_DOCUMENT SEGMENT_
───

Thursday, July 28, 2011

Cathy Stonehouse v. The National Post

For those of you who've been following Cathy in The National Post over the past couple of months, you'll know that Steven Beattie's review was not a strong endorsement of her work. He took issue with her subject matter, and characterized her "fictional universe" as a place where "innocence is always corrupted, and the defenceless are always prey to random acts of malevolence."

Cathy, who has written at length about the relation between humour and tragedy in her own work for the Post, has responded to his critique on her blog. If you're curious, I'd encourage you to take a look. It's heartening for anyone who's ever struggled with the difficult process of reviewing.

Monday, July 25, 2011

Good Report on David Hickey's Open Air Bindery

Available online here.

I'm always interested to see particular images recurring in a poet's work. Not in a signature, grand thematic flourish, like with Yeats's gyres, but in subtle, leitmotif fashion, in ways that the author may not even be conscious of. In a novel such repeatedly struck notes are easier to spot, and usually they appear for a more obvious purpose - often, for example, being used as shorthand to represent a character's habit of mind. But in a collection of poems, especially of the contemporary, confessional lyric sort, one can't help feeling a bit like a Freudian analyst, taking notes on a symbolism that the poet chatters at his fingertips.

I don't want to throw David Hickey on the couch, and in any event his new book, Open Air Bindery, doesn't have a hidden agenda. The title itself alerts us to what will be the dominant pattern of imagery: one associated with inner and outer states, the open and the bound. The first poem, "Open Voyage," is one of the most inviting introductions to a book of poetry you'll read and immediately establishes the ruling conceit of systole and diastole, with a painting of a boat on the Nile magically expanding outward - "the figure living within its framed wooden borders" pushing herself beyond the picture frame and cruising around the poet's room - and then receding inward ("her small ship gliding into the painting's / canvas, into its beginnings").

We might flag those two words "living within." The next poem sets before us another picture, an x-ray, which reveals the author's inner being or "essential self" nestled within "the wetsuit of my body." The poem after that, "The Garden Shed," begins with the poet asking of the title structure "Could I live in this / thing?" But while both of these poems evoke the notion of containment, neither expresses feelings of confinement. Indeed quite the opposite; the effect is expansive. Every work of art is concerned with getting things in - not just employing techniques and devices, but putting the universal in the particular, somehow containing life itself. There is the canvas, the unexposed film, the blank, white page. Now: how do I live, put life, in this thing?

───

[Image object location entries]

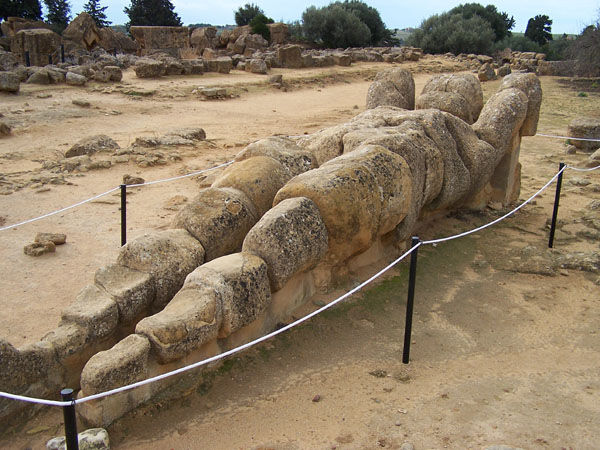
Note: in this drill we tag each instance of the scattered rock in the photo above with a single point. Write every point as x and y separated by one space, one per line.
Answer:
486 73
130 179
90 145
581 182
56 238
74 79
92 439
378 373
81 102
4 129
587 128
39 248
9 82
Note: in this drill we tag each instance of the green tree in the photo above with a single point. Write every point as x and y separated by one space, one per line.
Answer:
93 8
333 26
370 17
453 33
245 14
499 21
539 29
585 50
152 13
258 25
59 14
27 9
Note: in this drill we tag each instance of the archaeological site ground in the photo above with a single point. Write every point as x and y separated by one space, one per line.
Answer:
328 164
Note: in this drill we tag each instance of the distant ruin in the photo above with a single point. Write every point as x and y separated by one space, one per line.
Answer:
289 218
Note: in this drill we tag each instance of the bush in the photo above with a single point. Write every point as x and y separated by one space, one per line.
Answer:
258 25
586 51
453 33
499 21
334 27
245 14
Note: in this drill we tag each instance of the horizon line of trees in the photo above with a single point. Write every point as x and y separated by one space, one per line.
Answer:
466 28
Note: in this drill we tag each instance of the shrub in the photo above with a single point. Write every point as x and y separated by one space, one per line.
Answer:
453 33
258 25
245 14
333 27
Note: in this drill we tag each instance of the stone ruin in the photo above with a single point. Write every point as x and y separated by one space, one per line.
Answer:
289 218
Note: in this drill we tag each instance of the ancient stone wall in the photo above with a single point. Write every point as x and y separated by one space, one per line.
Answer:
284 221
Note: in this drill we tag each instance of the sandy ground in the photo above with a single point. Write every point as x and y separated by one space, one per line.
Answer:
499 355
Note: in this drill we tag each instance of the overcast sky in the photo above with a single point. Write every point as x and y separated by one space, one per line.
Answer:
567 16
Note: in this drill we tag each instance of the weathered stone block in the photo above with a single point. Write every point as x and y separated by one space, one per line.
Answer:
133 291
290 238
219 218
501 118
9 82
40 43
168 256
290 56
259 178
246 274
148 68
123 364
295 159
191 319
530 85
394 181
94 310
349 202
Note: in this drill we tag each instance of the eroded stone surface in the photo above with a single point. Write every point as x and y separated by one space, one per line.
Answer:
168 256
290 238
219 219
123 364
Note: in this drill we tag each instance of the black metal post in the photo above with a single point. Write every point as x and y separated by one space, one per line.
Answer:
410 300
556 200
123 214
70 420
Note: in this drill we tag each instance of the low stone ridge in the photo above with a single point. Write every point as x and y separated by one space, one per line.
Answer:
293 158
587 128
458 94
219 218
91 145
259 177
124 363
291 237
167 256
378 175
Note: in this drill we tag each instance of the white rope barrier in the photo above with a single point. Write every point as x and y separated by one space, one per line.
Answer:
287 327
8 227
216 357
577 169
499 219
83 202
568 137
193 174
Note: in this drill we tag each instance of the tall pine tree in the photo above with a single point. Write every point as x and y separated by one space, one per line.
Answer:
27 9
152 12
59 14
93 8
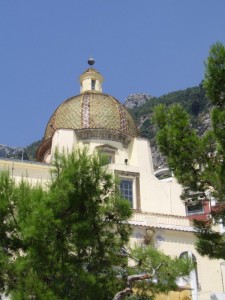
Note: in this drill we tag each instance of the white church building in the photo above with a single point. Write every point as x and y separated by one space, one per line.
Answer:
101 122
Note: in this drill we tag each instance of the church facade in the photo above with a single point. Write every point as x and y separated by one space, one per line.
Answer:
102 123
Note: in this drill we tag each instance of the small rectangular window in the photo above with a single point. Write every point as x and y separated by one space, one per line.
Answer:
195 209
93 83
126 189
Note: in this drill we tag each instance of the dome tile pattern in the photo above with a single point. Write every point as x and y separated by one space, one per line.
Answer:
91 110
92 115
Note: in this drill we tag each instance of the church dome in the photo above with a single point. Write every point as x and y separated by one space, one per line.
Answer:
90 114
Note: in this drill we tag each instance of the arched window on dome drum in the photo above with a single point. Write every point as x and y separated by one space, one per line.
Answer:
93 84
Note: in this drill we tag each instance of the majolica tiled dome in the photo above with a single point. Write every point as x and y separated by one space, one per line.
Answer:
91 110
91 114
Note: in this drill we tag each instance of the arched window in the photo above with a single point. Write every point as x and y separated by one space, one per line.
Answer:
107 151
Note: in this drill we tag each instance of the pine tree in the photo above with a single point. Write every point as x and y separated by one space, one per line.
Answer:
67 241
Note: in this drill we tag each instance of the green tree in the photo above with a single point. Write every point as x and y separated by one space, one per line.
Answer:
152 273
198 163
63 242
67 241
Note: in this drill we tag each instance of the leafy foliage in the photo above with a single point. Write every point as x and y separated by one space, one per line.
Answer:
63 242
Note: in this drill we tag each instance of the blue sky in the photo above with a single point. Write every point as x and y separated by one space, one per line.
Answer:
140 46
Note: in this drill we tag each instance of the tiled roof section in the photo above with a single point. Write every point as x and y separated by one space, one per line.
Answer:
162 221
92 110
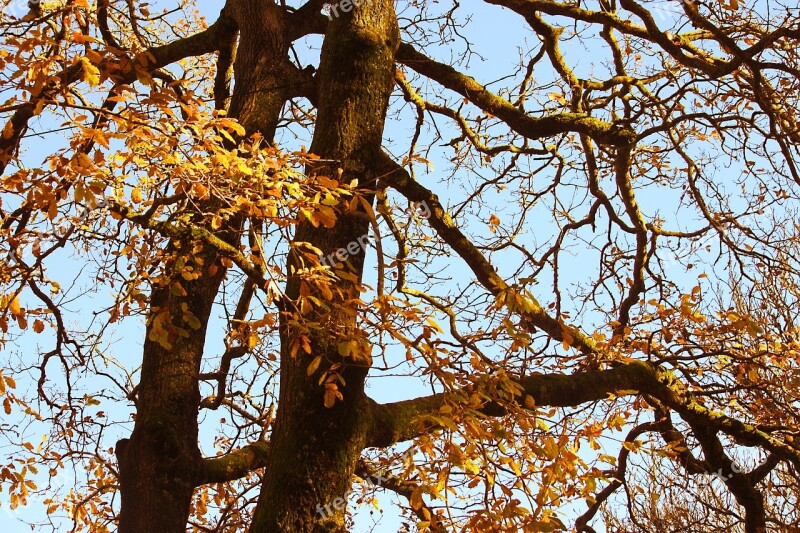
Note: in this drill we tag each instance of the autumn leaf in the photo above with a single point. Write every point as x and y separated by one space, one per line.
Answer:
90 73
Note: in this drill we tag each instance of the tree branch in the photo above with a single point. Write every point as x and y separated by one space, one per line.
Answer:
235 464
530 127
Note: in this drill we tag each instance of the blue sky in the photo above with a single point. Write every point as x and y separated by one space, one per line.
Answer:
499 37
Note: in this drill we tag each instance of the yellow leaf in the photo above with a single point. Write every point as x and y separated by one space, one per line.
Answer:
14 307
91 74
136 195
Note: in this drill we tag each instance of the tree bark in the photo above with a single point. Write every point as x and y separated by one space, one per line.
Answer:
314 449
161 464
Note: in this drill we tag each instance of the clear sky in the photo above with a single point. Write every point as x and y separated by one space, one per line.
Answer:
499 37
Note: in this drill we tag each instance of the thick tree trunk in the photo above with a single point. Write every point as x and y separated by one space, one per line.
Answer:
160 465
314 448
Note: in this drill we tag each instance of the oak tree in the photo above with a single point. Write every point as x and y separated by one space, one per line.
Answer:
223 240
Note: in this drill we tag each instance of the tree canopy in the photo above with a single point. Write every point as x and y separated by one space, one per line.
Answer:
500 265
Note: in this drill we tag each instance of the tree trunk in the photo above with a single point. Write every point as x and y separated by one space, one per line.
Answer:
314 448
161 463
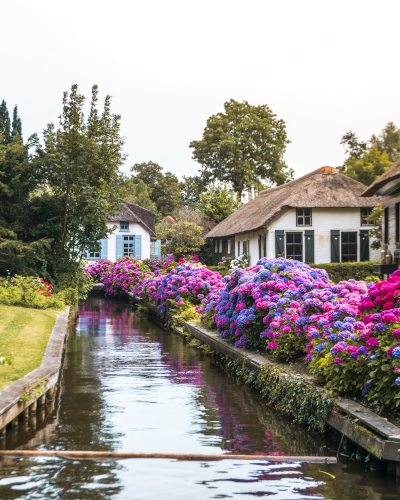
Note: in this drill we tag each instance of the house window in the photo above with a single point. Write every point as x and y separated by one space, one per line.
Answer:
349 247
303 217
294 246
129 246
386 226
366 212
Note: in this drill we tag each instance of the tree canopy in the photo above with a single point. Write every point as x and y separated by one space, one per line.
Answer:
163 186
370 159
218 202
243 145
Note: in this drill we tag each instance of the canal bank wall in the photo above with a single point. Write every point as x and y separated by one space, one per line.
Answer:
359 426
21 399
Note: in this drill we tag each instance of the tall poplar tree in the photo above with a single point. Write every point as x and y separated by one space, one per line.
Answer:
16 124
5 129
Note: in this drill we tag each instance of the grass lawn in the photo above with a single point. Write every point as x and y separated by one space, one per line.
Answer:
24 332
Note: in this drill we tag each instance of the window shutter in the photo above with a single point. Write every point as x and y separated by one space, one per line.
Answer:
103 252
279 242
309 236
364 245
138 246
118 250
335 251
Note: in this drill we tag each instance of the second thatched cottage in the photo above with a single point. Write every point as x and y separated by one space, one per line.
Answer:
318 218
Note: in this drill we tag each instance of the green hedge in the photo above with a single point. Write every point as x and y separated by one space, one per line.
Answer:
343 271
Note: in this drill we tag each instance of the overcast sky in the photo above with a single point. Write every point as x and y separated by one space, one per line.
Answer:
324 67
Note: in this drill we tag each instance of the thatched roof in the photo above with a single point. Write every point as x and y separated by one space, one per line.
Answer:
135 213
323 188
390 175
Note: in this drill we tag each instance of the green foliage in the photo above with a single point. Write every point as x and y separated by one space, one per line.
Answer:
33 391
28 292
191 188
289 394
219 202
366 169
388 141
182 238
376 231
163 187
243 145
74 287
343 271
20 250
5 129
206 253
136 191
80 166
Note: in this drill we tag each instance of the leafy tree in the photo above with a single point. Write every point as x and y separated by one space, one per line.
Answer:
367 167
5 129
184 238
164 187
376 231
20 252
136 191
16 124
219 202
388 141
354 147
243 145
80 163
191 188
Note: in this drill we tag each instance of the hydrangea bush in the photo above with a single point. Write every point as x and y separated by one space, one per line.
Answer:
349 332
261 304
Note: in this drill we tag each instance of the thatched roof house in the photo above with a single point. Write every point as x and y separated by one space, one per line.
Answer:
388 186
324 200
133 235
386 183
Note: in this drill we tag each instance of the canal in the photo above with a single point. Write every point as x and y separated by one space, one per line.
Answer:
130 386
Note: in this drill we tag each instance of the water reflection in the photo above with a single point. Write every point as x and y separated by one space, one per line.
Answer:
129 386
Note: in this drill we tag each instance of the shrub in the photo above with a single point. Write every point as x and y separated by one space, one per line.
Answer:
343 271
260 305
29 292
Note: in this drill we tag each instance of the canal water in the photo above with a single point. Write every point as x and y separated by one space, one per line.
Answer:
129 386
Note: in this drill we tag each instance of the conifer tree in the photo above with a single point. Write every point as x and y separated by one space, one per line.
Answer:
5 123
17 124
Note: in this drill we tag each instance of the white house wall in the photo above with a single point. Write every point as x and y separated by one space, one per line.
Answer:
134 229
323 221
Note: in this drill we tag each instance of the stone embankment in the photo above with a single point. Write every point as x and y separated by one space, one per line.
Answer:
358 425
21 399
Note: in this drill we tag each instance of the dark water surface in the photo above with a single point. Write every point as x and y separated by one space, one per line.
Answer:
129 386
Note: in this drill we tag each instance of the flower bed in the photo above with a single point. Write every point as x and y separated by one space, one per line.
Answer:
349 332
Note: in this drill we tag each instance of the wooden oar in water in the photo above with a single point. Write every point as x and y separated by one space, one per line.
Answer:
115 455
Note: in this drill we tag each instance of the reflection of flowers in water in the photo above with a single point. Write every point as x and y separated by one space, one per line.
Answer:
241 433
96 313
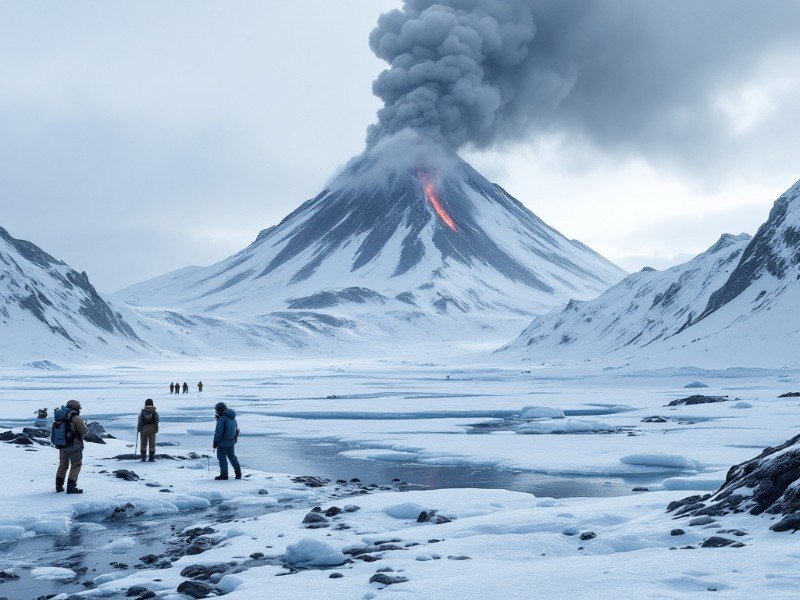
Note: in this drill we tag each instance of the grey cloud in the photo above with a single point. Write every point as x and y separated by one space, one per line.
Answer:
635 77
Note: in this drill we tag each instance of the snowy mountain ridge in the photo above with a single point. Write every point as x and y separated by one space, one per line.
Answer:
45 304
735 302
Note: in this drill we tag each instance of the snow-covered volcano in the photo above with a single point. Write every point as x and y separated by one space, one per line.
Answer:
735 304
405 231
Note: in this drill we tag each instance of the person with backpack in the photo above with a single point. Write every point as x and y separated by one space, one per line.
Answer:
147 428
67 435
225 437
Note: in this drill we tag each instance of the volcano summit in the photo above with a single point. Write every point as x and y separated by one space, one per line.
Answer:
406 234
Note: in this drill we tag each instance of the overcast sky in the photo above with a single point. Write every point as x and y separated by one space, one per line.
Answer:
137 137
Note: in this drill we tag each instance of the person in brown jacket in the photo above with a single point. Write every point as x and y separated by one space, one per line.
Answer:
71 457
147 428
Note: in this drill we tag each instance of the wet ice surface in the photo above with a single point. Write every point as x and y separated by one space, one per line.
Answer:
83 549
413 424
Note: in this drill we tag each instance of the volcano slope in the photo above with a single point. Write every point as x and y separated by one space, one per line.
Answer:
408 241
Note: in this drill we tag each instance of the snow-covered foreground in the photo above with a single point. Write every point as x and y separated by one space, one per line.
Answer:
496 542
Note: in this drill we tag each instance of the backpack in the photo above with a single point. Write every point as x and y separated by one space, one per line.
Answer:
61 434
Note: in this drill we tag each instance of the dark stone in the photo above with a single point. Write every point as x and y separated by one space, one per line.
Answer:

───

Reproduce the passage of the poetry blog posts verbatim, everything from "Cathy Stonehouse v." down to "process of reviewing.".

_FINISHED TASK_
Cathy Stonehouse v. The National Post

For those of you who've been following Cathy in The National Post over the past couple of months, you'll know that Steven Beattie's review was not a strong endorsement of her work. He took issue with her subject matter, and characterized her "fictional universe" as a place where "innocence is always corrupted, and the defenceless are always prey to random acts of malevolence."

Cathy, who has written at length about the relation between humour and tragedy in her own work for the Post, has responded to his critique on her blog. If you're curious, I'd encourage you to take a look. It's heartening for anyone who's ever struggled with the difficult process of reviewing.